[Entries from a point annotation set]

-*-

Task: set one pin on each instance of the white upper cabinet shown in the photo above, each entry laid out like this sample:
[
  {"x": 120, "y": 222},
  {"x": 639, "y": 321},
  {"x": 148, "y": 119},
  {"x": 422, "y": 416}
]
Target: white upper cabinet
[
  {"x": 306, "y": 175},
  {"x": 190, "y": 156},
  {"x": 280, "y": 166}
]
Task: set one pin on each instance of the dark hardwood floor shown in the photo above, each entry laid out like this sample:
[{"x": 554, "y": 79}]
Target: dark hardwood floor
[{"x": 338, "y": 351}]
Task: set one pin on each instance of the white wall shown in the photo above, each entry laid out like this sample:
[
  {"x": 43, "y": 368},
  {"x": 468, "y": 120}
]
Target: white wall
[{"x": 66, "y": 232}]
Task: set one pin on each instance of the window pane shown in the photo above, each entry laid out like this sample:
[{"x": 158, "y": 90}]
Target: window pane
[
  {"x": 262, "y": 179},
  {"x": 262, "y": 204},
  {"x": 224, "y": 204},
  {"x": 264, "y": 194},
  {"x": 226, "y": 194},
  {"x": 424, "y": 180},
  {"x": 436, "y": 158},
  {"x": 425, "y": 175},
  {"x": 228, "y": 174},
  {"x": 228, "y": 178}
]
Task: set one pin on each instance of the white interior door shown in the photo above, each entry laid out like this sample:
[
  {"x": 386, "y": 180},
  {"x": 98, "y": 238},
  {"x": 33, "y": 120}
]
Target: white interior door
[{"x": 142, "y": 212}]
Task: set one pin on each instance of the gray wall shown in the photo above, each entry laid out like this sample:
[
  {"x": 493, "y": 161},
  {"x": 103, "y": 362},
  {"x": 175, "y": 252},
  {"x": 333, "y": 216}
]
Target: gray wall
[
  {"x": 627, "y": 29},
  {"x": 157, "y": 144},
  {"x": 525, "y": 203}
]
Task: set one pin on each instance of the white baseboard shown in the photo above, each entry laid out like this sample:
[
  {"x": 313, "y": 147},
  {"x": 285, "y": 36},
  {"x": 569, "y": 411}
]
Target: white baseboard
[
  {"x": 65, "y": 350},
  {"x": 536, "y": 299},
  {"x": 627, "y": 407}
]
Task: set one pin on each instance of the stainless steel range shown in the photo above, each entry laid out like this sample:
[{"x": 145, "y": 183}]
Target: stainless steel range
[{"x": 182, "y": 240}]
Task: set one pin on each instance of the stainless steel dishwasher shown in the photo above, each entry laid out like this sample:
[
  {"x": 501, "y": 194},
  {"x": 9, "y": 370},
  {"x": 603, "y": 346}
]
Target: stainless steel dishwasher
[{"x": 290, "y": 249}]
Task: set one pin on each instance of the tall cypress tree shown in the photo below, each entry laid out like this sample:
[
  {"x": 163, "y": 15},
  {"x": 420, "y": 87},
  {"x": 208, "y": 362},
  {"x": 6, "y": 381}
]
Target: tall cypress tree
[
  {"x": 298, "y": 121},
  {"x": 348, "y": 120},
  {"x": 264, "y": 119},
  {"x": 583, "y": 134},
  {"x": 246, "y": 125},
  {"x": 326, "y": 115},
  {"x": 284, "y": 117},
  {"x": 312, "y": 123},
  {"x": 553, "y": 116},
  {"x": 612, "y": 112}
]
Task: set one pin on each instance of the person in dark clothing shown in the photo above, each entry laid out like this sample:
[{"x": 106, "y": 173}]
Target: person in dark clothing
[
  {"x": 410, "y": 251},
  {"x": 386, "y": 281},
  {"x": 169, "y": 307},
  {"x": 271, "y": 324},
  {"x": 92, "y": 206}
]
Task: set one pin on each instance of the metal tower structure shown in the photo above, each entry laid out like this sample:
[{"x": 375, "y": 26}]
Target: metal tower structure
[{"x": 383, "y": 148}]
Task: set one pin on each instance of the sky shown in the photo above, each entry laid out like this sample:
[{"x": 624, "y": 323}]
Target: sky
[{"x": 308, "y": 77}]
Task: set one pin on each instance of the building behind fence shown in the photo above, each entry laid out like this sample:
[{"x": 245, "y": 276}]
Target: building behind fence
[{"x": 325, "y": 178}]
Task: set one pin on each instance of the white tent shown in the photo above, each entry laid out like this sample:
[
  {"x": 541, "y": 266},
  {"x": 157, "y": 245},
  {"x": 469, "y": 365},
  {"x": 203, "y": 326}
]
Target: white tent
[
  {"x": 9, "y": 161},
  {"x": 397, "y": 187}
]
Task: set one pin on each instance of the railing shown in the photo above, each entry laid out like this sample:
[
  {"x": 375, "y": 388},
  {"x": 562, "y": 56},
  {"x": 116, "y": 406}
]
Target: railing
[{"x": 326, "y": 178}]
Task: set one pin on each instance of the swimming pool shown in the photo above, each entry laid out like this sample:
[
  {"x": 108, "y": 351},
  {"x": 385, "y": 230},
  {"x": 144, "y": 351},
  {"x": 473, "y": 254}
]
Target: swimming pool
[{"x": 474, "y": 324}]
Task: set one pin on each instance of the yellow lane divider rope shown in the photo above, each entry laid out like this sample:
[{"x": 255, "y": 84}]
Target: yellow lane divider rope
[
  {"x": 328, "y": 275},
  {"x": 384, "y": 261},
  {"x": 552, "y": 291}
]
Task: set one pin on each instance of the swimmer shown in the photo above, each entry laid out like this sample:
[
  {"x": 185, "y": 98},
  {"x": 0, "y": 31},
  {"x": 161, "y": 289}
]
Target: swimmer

-*-

GIVEN REQUEST – Go through the listing above and restate it word for word.

COMPLETED TASK –
Task: set one pin on each instance of the white upper cabinet shown in the photo above, each entry laid out like this sample:
[
  {"x": 120, "y": 222},
  {"x": 639, "y": 321},
  {"x": 148, "y": 119},
  {"x": 422, "y": 416}
]
Target: white upper cabinet
[
  {"x": 306, "y": 175},
  {"x": 190, "y": 156},
  {"x": 280, "y": 166}
]
Task: set one pin on each instance of the dark hardwood floor shown in the photo above, each entry laid out like this sample:
[{"x": 554, "y": 79}]
Target: dark hardwood floor
[{"x": 338, "y": 351}]
Task: set one pin on each instance of the white wall shown in the photo above, each entry laid out like this sample:
[
  {"x": 43, "y": 368},
  {"x": 468, "y": 120}
]
Target: white wall
[{"x": 66, "y": 232}]
Task: set one pin on each instance of the window pane shown in the photo above, each entry laid out like this sample:
[{"x": 158, "y": 90}]
Target: window pane
[
  {"x": 262, "y": 179},
  {"x": 262, "y": 204},
  {"x": 224, "y": 204},
  {"x": 264, "y": 194},
  {"x": 226, "y": 194},
  {"x": 424, "y": 180},
  {"x": 436, "y": 158},
  {"x": 425, "y": 175},
  {"x": 228, "y": 174},
  {"x": 228, "y": 178}
]
Task: set one pin on each instance of the white interior door shown in the photo above, each entry laid out like this sample:
[
  {"x": 386, "y": 180},
  {"x": 98, "y": 238},
  {"x": 33, "y": 120}
]
Target: white interior door
[{"x": 142, "y": 212}]
Task: set one pin on each instance of the gray wall shown in the photo above, each entry laid out like this sample:
[
  {"x": 493, "y": 161},
  {"x": 103, "y": 362},
  {"x": 175, "y": 252},
  {"x": 333, "y": 216}
]
Target: gray wall
[
  {"x": 627, "y": 29},
  {"x": 157, "y": 144},
  {"x": 525, "y": 203}
]
Task: set one pin on each instance of the white baseboard shown in the photo above, each entry laid out like this sample:
[
  {"x": 313, "y": 147},
  {"x": 285, "y": 36},
  {"x": 569, "y": 411}
]
Target: white baseboard
[
  {"x": 65, "y": 350},
  {"x": 536, "y": 299},
  {"x": 627, "y": 407}
]
Task: set one pin on each instance of the stainless steel range shown in the photo above, each entry laid out like this sample:
[{"x": 145, "y": 183}]
Target: stainless steel range
[{"x": 182, "y": 240}]
Task: set one pin on each instance of the stainless steel dishwasher shown in the photo above, each entry laid out like this sample:
[
  {"x": 501, "y": 194},
  {"x": 9, "y": 370},
  {"x": 603, "y": 346}
]
Target: stainless steel dishwasher
[{"x": 290, "y": 249}]
Task: set one pin on each instance of the tall cypress tree shown in the photo below, each entry laid out like this sample:
[
  {"x": 163, "y": 15},
  {"x": 420, "y": 87},
  {"x": 208, "y": 362},
  {"x": 6, "y": 381}
]
Target: tall cypress tree
[
  {"x": 298, "y": 121},
  {"x": 348, "y": 120},
  {"x": 264, "y": 119},
  {"x": 583, "y": 134},
  {"x": 246, "y": 125},
  {"x": 326, "y": 115},
  {"x": 284, "y": 117},
  {"x": 312, "y": 123},
  {"x": 553, "y": 116},
  {"x": 612, "y": 112}
]
Task: set one pin on each instance of the person in dark clothing shown in the photo above, each entry laid out like this sample:
[{"x": 106, "y": 173}]
Target: person in dark clothing
[
  {"x": 410, "y": 251},
  {"x": 386, "y": 281},
  {"x": 169, "y": 307},
  {"x": 271, "y": 324},
  {"x": 92, "y": 206}
]
Task: set one pin on each instance of the metal tower structure shown in the photo above, each entry laid out like this sample:
[{"x": 375, "y": 26}]
Target: metal tower structure
[{"x": 383, "y": 148}]
Task: set one pin on each instance of the sky shown in the photo above, each entry laid out like this sample:
[{"x": 624, "y": 323}]
Target: sky
[{"x": 308, "y": 77}]
Task: set one pin on each instance of the building behind fence shown in the photo above, each entry laid out like this sample:
[{"x": 245, "y": 276}]
Target: building behind fence
[{"x": 325, "y": 178}]
Task: set one pin on each instance of the white tent shown in the photo above, each entry laid out like this sample:
[
  {"x": 541, "y": 266},
  {"x": 157, "y": 245},
  {"x": 469, "y": 365},
  {"x": 203, "y": 326}
]
Target: white tent
[
  {"x": 9, "y": 161},
  {"x": 397, "y": 187}
]
Task: set one pin on each instance of the railing shown in the photo above, each entry laid out like this sample:
[
  {"x": 375, "y": 388},
  {"x": 562, "y": 56},
  {"x": 116, "y": 406}
]
Target: railing
[{"x": 326, "y": 178}]
Task: set one pin on each instance of the swimming pool shown in the photo above, each entry laid out like this sample:
[
  {"x": 108, "y": 351},
  {"x": 385, "y": 230},
  {"x": 144, "y": 351},
  {"x": 473, "y": 254}
]
Target: swimming pool
[{"x": 474, "y": 324}]
Task: set one pin on each instance of the yellow lane divider rope shown in the photo above, each entry laid out like this sample:
[{"x": 255, "y": 84}]
Target: yellow lane divider rope
[
  {"x": 328, "y": 275},
  {"x": 384, "y": 261},
  {"x": 552, "y": 291}
]
Task: set one pin on each instance of the swimmer shown in the photo above, each entry laid out like this sample:
[
  {"x": 185, "y": 98},
  {"x": 0, "y": 31},
  {"x": 161, "y": 289}
]
Target: swimmer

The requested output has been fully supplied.